>> START Text section

Right now, the number of people experiencing homelessness exceeds shelter capacity by hundreds, according to City of Salem Human Rights and Federal Compliance Manager Gretchen Bennett.

“I don’t want to miss the opportunity to recognize, of course, that it’s difficult for a park, an undeveloped part of a park, to be a place fit for human habitation in general,” Bennett said. “It really underscores the need and the crisis in our community for more places for people to be able to be.”

The city sees area flooding nearly every year, according to the city’s emergency preparedness manager Gregory Walsh.

He said his team was watching the forecast last week and by Friday they started working with homeless advocate partners to get the word out about the potential for significant flooding.

“That’s immediately a vulnerable group that we try to look and to try to make sure that we get in there and give them dedicated services to take care of them the best way they can,” Walsh said.  

However, some of the people who woke up to flooded tents in Cascades Gateway Park say they did not get advanced warning.  

“We didn’t have any fair warning that it was going to flood, and we should have had a lot more time than what we did,” Reynolds said. “We got woken up, saying, ‘Get out of your camp, get out of your camp’ because we had water that was going up the bottom of our tent.”

Those willing to speak with KGW at the park told us that when police arrived, they didn’t get the help they needed.

“The fact that we lost everything and the first responders aren’t willing to help us, when we need help they’d rather harass us and give us tickets than help us, when that’s what their job is to do,” Reynolds said.

“I just hate that, and my immediate response is that I’d love to talk to anyone who is feeling that way,” Bennett said. “We would expect our police and any city employee to treat everybody with complete respect. So, I would absolutely want to talk to people and see if I can remedy that situation. That’s not OK.”

Bennett said there are drier areas in the parks at higher elevations further away from the river. They’ve encouraged people to move their tents to those areas.

RELATED: More homeless people dying on Multnomah County's streets

DJ Vincent is a pastor and director of one of the nonprofit groups the city partners with, Church at the Park.

He said on Sunday they gave out 50 sleeping bags, tents, and tarps to people who were displaced by the flooding. However, he knows the need is greater than the resources and this heartbreaking flooding only illustrates how dire the need is in Salem.

“It was also an acknowledgement that we’re behind when it comes to affordable housing, when it comes to the number of shelter beds,” Vincent said. "And then we’re actively working, Gretchen and I will be working later today on how can we open up some of these managed camps, where we know they’re going to be out of a flood area, where we know they’re going to be dry, and we can provide sanitation services.”

For the folks who’ve lost everything, they say they need more, immediate help.

“It was cold, freezing, just ridiculous. We need to get more help. I’m ashamed of how the city of Salem has been acting with the whole situation, period,” Jonson said.

KGW reached out to the Salem Police Department for comment, but hadn’t hear back by the time the story aired.

>> END Text section

Stated task A: Filter the listing below down to the lines that contain the string "house", and copy each of those lines. Case counts.

>> START Material to process

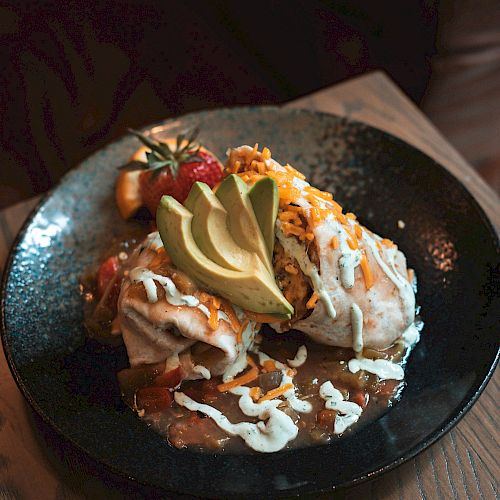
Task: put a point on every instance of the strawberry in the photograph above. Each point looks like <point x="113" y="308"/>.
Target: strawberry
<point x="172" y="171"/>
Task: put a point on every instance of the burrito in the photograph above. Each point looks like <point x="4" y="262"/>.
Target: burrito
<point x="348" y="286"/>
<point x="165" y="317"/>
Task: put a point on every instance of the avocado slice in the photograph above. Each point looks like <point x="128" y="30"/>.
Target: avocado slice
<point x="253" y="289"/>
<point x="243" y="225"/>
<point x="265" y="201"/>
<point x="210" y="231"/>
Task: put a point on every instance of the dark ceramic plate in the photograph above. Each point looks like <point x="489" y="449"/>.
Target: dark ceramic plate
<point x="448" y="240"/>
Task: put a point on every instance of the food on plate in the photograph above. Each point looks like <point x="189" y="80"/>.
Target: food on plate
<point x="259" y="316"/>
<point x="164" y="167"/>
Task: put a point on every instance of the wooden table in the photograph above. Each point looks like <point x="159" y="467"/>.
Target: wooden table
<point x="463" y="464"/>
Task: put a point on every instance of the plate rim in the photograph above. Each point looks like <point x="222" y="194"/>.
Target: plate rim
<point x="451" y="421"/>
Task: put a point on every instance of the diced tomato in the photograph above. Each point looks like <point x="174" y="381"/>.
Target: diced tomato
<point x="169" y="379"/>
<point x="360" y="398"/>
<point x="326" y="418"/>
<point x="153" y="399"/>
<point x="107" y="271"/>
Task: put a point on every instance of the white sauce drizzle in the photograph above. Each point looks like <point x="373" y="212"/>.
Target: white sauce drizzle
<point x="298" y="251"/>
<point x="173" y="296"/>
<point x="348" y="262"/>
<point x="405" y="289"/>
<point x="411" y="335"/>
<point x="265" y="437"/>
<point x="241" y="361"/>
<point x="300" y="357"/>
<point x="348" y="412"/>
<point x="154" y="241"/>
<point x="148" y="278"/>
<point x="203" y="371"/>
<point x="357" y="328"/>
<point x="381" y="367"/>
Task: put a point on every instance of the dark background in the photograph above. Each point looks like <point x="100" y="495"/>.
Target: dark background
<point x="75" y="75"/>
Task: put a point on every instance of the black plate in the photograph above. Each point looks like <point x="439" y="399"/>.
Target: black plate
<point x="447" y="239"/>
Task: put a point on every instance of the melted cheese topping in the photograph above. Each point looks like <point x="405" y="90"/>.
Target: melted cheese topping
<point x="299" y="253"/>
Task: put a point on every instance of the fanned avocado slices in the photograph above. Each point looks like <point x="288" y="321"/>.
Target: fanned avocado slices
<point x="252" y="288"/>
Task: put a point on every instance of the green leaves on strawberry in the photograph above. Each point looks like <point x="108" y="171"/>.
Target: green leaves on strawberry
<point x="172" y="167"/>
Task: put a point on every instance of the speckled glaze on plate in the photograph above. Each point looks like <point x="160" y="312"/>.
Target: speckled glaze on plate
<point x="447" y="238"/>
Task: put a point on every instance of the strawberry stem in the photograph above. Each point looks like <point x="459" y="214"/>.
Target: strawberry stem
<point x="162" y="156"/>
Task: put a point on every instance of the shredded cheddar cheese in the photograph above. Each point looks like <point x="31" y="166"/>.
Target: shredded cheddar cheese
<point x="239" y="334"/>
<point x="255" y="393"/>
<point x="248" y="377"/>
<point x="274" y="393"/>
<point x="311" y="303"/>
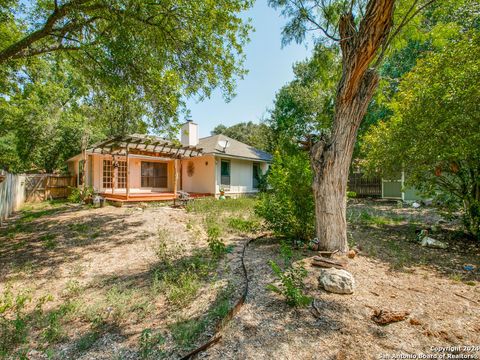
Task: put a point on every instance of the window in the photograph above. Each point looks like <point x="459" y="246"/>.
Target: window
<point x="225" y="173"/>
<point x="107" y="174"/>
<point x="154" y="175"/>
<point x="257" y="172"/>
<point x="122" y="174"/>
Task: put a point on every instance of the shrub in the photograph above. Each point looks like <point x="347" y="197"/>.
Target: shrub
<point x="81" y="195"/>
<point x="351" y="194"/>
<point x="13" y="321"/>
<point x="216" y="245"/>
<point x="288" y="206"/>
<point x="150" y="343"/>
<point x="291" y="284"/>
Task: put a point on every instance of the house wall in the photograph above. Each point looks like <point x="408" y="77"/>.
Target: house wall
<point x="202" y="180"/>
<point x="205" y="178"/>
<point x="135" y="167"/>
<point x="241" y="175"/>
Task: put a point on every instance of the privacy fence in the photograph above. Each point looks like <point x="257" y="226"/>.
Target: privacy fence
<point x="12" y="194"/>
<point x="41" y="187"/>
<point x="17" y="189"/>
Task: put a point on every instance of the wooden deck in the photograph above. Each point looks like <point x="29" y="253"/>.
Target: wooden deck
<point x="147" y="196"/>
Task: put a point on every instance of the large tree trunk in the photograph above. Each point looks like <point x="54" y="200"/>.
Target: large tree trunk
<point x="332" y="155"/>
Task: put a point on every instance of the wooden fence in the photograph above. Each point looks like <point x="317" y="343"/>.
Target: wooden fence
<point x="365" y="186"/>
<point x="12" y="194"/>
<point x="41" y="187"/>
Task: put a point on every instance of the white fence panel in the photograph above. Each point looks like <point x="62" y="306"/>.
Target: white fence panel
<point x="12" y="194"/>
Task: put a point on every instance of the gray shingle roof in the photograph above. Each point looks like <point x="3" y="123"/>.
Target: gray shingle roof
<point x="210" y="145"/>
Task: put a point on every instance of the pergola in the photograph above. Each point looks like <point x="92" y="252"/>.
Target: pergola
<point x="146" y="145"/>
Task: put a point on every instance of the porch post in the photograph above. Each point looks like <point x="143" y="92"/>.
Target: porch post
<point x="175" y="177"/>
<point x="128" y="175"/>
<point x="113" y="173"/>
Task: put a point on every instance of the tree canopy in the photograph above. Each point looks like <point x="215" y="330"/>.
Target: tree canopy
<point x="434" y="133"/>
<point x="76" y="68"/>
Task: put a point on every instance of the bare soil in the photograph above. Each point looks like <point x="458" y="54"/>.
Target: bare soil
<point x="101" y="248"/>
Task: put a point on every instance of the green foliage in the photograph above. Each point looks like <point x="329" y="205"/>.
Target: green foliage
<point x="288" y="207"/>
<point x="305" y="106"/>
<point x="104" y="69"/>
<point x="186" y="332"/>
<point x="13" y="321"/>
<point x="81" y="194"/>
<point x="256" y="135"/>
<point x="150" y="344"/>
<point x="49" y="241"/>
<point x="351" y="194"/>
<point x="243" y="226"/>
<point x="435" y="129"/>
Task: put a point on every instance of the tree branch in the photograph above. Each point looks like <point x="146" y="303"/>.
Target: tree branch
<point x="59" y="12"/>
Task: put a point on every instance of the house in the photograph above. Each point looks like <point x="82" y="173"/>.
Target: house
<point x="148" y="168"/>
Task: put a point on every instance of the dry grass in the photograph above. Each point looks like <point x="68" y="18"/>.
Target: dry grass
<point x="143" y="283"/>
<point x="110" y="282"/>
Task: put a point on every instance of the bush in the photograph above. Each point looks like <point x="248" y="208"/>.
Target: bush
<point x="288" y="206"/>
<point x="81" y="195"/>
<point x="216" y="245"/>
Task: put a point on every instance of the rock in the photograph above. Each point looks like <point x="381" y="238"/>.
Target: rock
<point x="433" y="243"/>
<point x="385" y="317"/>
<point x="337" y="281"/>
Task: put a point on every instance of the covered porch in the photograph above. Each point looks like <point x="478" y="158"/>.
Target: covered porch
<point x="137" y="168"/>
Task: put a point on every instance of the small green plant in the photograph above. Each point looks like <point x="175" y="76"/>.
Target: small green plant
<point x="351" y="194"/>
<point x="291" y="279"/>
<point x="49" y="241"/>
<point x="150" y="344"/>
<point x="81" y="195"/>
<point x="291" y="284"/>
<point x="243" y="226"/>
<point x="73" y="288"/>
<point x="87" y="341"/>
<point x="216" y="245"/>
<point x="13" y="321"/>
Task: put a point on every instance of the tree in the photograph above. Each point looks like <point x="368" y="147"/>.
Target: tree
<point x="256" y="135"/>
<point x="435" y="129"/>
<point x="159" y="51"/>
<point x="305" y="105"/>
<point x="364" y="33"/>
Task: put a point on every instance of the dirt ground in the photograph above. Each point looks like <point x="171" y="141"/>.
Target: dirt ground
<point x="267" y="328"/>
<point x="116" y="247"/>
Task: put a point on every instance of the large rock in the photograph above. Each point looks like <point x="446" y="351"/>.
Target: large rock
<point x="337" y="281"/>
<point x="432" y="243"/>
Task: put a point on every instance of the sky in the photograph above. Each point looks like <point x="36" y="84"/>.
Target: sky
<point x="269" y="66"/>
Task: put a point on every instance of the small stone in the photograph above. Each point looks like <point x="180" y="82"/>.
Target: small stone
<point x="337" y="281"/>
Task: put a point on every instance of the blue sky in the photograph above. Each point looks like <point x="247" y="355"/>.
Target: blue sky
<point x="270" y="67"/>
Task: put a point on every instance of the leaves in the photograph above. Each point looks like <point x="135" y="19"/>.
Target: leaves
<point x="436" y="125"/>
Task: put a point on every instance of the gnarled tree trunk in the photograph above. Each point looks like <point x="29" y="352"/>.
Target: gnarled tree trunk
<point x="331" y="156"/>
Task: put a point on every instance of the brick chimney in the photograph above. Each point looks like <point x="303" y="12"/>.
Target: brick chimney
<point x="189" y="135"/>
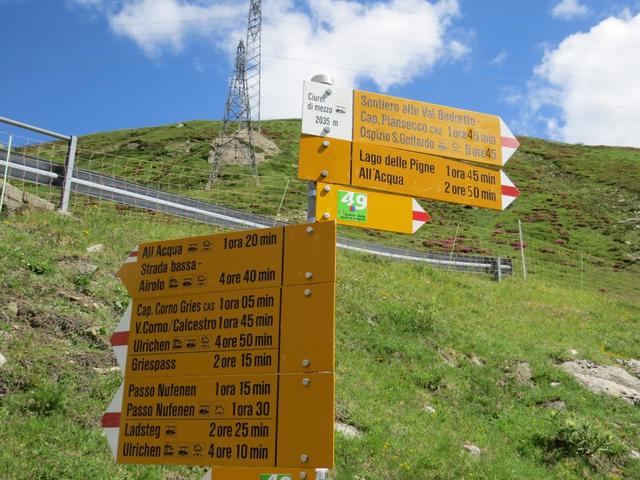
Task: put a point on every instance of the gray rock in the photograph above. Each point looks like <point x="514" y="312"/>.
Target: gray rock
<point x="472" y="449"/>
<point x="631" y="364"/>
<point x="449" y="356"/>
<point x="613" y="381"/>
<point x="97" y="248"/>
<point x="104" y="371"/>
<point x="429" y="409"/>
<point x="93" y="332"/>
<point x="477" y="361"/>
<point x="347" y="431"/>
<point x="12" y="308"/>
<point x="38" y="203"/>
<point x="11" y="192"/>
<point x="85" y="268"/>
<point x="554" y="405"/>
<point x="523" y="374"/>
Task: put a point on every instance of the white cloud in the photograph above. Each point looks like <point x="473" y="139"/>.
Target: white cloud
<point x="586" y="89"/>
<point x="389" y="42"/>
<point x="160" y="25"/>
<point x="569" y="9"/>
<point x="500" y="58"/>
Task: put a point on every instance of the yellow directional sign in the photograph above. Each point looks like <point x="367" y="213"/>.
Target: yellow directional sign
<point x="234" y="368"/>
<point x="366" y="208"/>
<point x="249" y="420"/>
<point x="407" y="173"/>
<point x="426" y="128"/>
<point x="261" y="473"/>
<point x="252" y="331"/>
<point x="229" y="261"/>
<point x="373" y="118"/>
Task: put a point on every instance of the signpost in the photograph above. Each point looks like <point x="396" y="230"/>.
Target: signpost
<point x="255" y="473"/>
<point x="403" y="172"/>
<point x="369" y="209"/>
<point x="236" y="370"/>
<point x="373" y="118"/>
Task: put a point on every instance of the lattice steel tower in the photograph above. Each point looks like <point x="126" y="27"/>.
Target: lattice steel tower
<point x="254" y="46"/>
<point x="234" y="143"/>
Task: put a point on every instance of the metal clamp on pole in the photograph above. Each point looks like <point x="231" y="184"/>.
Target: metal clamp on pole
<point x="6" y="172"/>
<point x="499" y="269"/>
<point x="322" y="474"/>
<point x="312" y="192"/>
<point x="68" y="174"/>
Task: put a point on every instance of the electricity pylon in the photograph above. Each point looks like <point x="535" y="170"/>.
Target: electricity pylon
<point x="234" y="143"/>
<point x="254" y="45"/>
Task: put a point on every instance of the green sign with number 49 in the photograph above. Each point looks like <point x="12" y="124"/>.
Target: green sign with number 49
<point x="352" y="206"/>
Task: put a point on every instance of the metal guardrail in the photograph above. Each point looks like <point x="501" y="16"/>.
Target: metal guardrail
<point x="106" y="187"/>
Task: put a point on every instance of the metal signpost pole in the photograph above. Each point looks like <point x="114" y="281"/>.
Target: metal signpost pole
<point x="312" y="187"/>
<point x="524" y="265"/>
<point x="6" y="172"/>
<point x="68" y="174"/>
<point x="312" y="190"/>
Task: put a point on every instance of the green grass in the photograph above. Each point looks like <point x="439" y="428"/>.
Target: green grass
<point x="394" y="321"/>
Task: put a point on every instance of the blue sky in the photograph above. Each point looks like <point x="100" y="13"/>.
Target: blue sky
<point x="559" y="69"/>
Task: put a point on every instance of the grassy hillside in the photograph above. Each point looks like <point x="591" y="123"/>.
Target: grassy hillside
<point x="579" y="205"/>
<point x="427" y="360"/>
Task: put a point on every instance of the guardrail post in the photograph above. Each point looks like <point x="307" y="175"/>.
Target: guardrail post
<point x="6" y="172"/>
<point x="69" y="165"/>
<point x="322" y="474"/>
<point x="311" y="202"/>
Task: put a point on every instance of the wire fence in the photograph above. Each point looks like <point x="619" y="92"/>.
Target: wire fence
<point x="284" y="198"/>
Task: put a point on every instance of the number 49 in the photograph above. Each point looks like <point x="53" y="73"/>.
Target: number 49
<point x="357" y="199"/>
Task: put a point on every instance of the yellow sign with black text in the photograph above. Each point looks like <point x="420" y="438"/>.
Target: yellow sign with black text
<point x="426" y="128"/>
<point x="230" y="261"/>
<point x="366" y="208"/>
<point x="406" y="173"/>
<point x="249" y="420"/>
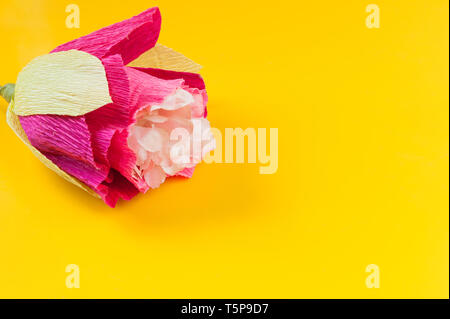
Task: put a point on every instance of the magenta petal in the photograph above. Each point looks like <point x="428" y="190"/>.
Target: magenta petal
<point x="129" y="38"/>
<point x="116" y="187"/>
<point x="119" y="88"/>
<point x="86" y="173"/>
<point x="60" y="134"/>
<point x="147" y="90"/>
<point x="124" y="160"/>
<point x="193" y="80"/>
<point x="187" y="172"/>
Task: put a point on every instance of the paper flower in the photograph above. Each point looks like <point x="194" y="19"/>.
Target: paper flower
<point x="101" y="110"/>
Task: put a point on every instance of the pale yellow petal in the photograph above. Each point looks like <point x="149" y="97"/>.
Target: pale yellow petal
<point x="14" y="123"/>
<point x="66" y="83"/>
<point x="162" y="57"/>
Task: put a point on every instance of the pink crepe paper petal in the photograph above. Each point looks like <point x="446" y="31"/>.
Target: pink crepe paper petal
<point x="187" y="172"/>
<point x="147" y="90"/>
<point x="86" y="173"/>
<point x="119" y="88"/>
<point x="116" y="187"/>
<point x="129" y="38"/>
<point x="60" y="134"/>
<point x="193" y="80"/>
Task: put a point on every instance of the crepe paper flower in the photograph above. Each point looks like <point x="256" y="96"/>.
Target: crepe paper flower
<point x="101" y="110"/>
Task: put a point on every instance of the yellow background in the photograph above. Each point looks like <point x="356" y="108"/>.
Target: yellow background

>> END Material to process

Stated task B: In the Salem flooding article, which nonprofit group does DJ Vincent direct?

Exercise solution A:
Task: put a point on every instance of the house wall in the photograph above. Each point looks like <point x="408" y="77"/>.
Target: house wall
Task: put a point on every instance of the house in the photograph above. Each point looks like <point x="82" y="173"/>.
Target: house

Exercise solution B: Church at the Park.